### Exercise prompt
Reproduce every line of the entries below verbatim, leaving out the pictures.

### Dataset items
....................
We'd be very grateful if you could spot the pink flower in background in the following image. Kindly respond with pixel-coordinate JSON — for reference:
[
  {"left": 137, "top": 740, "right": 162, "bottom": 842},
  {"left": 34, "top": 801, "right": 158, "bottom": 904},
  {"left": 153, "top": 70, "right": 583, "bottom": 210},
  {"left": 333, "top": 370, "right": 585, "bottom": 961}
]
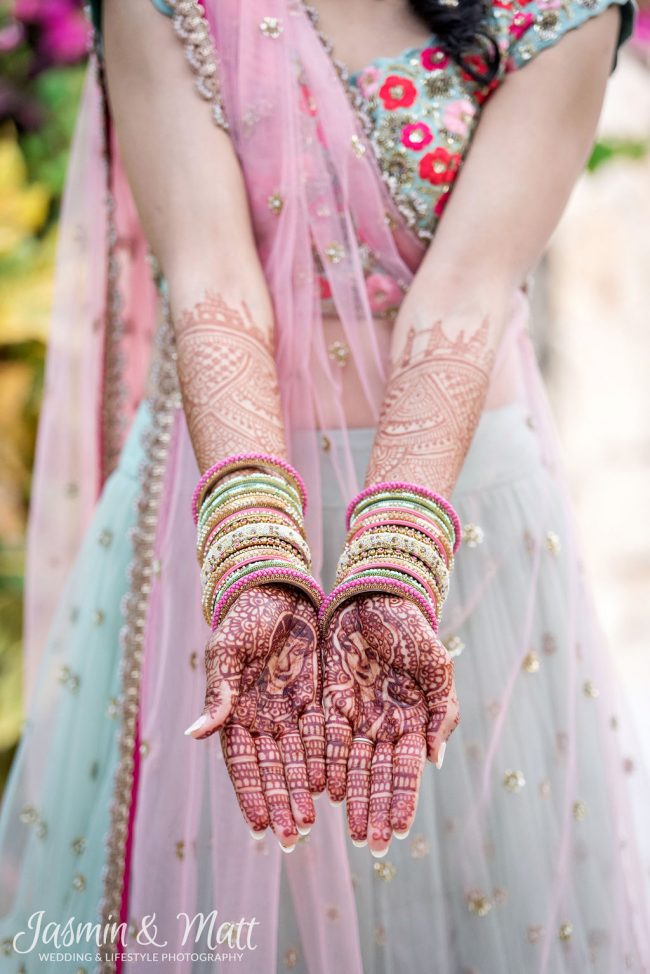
....................
### Completed task
We'd be very grateful if you could spot the pink flower in background in the following image. Kindly respond with pixel-coordinate JSON — for reference:
[
  {"left": 137, "top": 740, "right": 162, "bottom": 842},
  {"left": 34, "top": 801, "right": 158, "bottom": 904},
  {"left": 153, "top": 70, "right": 583, "bottom": 210},
  {"left": 333, "top": 370, "right": 585, "bottom": 961}
]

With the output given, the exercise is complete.